PROBLEM DETAILS: Restate all of the entries exactly. Any picture in them should be skipped.

Dataset entries
+ + + + +

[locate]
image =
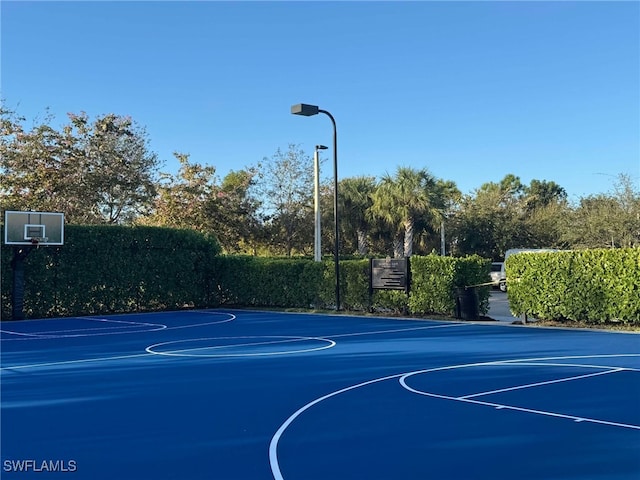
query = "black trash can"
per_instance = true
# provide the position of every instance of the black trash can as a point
(467, 303)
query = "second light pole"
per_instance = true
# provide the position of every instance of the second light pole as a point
(307, 111)
(317, 231)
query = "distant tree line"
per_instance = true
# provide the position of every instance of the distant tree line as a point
(102, 171)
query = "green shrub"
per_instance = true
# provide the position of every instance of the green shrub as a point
(108, 269)
(267, 282)
(435, 278)
(592, 286)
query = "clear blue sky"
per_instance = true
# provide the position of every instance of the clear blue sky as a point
(470, 90)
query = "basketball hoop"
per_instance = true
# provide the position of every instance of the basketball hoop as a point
(35, 241)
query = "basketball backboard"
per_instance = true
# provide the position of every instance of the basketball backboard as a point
(33, 228)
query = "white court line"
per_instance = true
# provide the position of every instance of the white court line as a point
(275, 440)
(397, 330)
(11, 332)
(500, 406)
(53, 334)
(71, 362)
(178, 353)
(538, 384)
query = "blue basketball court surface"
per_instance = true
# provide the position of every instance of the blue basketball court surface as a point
(229, 394)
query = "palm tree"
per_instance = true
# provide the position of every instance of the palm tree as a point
(355, 198)
(402, 199)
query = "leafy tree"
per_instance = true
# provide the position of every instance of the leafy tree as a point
(355, 200)
(193, 199)
(285, 186)
(540, 194)
(182, 199)
(403, 199)
(121, 172)
(94, 172)
(606, 220)
(508, 214)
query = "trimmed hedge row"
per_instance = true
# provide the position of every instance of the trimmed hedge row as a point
(266, 282)
(114, 269)
(256, 281)
(109, 269)
(593, 286)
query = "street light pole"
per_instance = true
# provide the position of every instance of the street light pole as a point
(307, 111)
(317, 237)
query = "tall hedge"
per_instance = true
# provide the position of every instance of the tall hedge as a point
(435, 278)
(593, 286)
(108, 269)
(302, 283)
(266, 282)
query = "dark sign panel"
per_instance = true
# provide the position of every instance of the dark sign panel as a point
(389, 274)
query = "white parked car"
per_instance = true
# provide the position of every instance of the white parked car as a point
(497, 276)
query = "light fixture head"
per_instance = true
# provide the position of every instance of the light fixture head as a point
(304, 109)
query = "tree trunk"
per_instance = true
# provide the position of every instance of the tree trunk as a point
(408, 237)
(397, 245)
(363, 242)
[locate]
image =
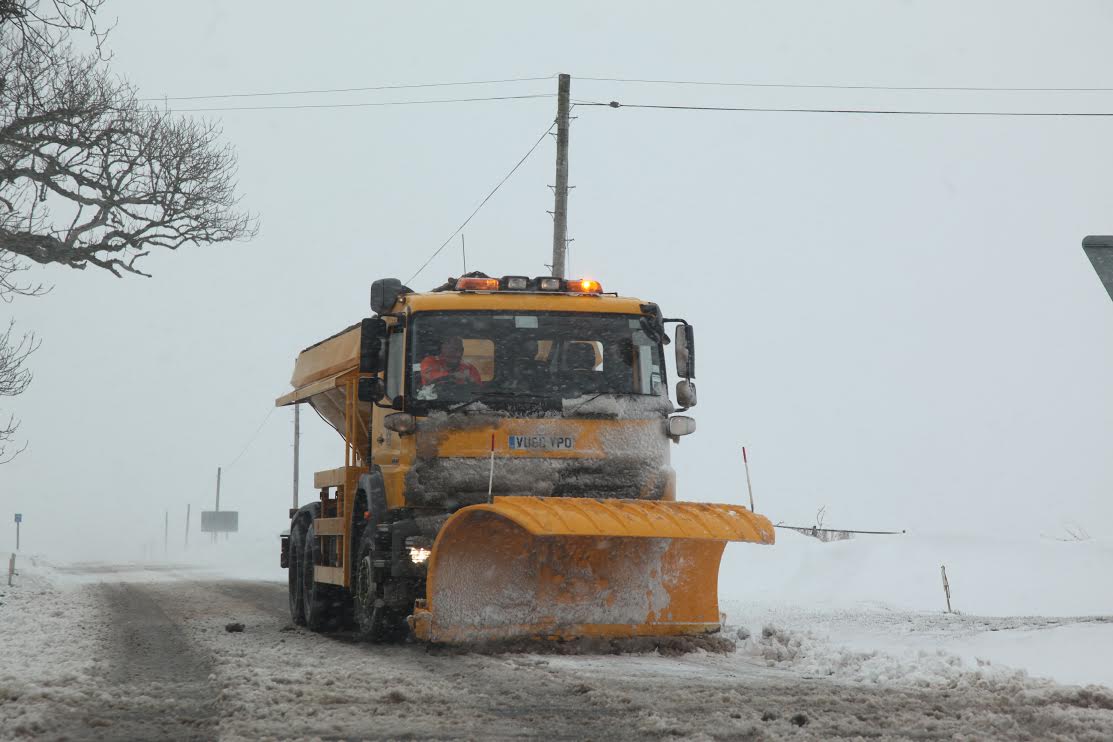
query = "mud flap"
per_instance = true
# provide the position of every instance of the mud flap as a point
(570, 567)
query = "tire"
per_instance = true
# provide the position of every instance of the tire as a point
(376, 621)
(317, 600)
(294, 575)
(364, 596)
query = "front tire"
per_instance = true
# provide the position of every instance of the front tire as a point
(294, 575)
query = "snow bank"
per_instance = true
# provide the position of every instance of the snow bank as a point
(988, 575)
(873, 607)
(50, 655)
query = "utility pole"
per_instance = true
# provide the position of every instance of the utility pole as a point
(217, 497)
(560, 190)
(297, 443)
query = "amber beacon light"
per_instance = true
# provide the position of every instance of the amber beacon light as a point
(584, 286)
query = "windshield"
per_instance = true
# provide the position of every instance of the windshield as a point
(457, 357)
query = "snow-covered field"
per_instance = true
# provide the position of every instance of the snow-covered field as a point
(841, 640)
(1040, 605)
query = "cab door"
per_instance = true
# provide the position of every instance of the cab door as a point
(387, 447)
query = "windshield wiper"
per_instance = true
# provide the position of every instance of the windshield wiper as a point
(495, 395)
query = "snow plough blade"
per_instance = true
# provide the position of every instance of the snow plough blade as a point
(564, 567)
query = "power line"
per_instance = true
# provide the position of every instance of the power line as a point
(366, 105)
(846, 87)
(252, 439)
(504, 179)
(363, 89)
(865, 111)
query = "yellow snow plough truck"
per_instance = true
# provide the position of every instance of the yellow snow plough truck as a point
(505, 471)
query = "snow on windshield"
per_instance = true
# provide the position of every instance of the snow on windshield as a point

+ + + + +

TASK OUTPUT:
[locate]
image =
query = "black trash can"
per_instance = true
# provide the position of every instance of the black trash can as a point
(467, 303)
query = "second light pole"
per_instance = true
# provide the position of every instance of the second light pole as a point
(307, 111)
(317, 231)
query = "distant tree line"
per_instance = true
# provide the position of every instance of the distant tree line as a point
(102, 171)
query = "green shrub"
per_instance = true
# provide the position of every instance of the green shrub as a point
(108, 269)
(267, 282)
(435, 278)
(592, 286)
query = "clear blue sky"
per_instance = true
# provide the position of every instance of the clear blue sky as a point
(470, 90)
query = "basketball hoop"
per_instance = true
# provide the position of every instance of the basketball hoop as a point
(35, 241)
query = "basketball backboard"
per_instance = true
# provide the position of every instance of the basketball backboard as a point
(33, 228)
query = "white court line"
per_instance = true
# provide the position of every instance of the white court line as a point
(275, 440)
(397, 330)
(11, 332)
(500, 406)
(53, 334)
(71, 362)
(178, 353)
(538, 384)
query = "blue basketball court surface"
per_instance = true
# provide the position of every instance of the blue basketball court surface as a point
(229, 394)
query = "palm tree"
per_instance = true
# provide the position of every instance of the palm tree as a point
(355, 198)
(402, 199)
query = "leafy tree"
per_instance = true
# provide the position of every instance of the leafy tree as a point
(355, 200)
(193, 199)
(285, 186)
(540, 194)
(182, 199)
(403, 199)
(121, 172)
(94, 172)
(606, 220)
(508, 214)
query = "trimmed hedge row"
per_instance = true
# provide the position of every instance of the trimmed hedge row as a point
(266, 282)
(114, 269)
(256, 281)
(109, 269)
(593, 286)
query = "street light pole"
per_instance = true
# provide the position of every instance of the street light pole as a point
(307, 111)
(317, 237)
query = "tall hedge"
per_instance = true
# provide the position of every instance of the tall hedge as a point
(435, 278)
(593, 286)
(108, 269)
(302, 283)
(266, 282)
query = "dark sign panel"
per_instance = true
# provide the position of every instance of the dark sign panel as a point
(389, 274)
query = "white parked car"
per_instance = true
# provide the position of every instance of the white parked car as a point
(497, 276)
query = "light fixture head"
per_instance = true
# provide the position of every instance of the light fixture head as a point
(304, 109)
query = "tree trunk"
per_instance = true
# provide the position of every instance of the tree trunk as a point
(408, 237)
(397, 245)
(363, 242)
[locate]
image =
query = "mud flap"
per_instance = true
# provide the position of every instance of the mud flap as a point
(570, 567)
query = "tire"
per_instance = true
# provide the position of every instance of the tire as a point
(376, 621)
(317, 600)
(294, 575)
(364, 596)
query = "front tire"
per_instance = true
# provide the position of every instance of the front tire as a point
(294, 575)
query = "snow bank"
per_instance = true
# provide the position of every instance of the snow bank as a point
(988, 575)
(873, 607)
(50, 655)
query = "utility pole"
per_instance = true
# provide the position of every instance of the utility pole as a point
(217, 497)
(560, 190)
(297, 443)
query = "amber beacon light"
per_instance = true
# provide the position of every instance of the amber beacon light as a point
(584, 286)
query = "windshield"
per_instance = true
# provide the position of every instance of the windshield as a point
(457, 357)
query = "snow-covered field"
per_instance = true
# provide the position of every instance of the snow-covered field as a point
(841, 640)
(1040, 605)
query = "cab door"
per_instance = true
# provide the position of every instance of the cab door as a point
(387, 447)
query = "windshield wiper"
per_instance = true
# provide the position of every instance of the windshield wiper as a point
(495, 395)
query = "snow plough blade"
per_instance = true
# provide the position of every instance of the snow plough blade as a point
(564, 567)
query = "power line"
per_instance = true
# provide the position of every instance of the power line as a point
(366, 105)
(846, 87)
(252, 439)
(504, 179)
(363, 89)
(865, 111)
query = "yellow snow plough truck"
per_instance = true
# provide the position of every instance of the yellow snow plough truck as a point
(505, 471)
query = "snow on windshield"
per_instance = true
# provide the position of every instance of the snow on windshield as a point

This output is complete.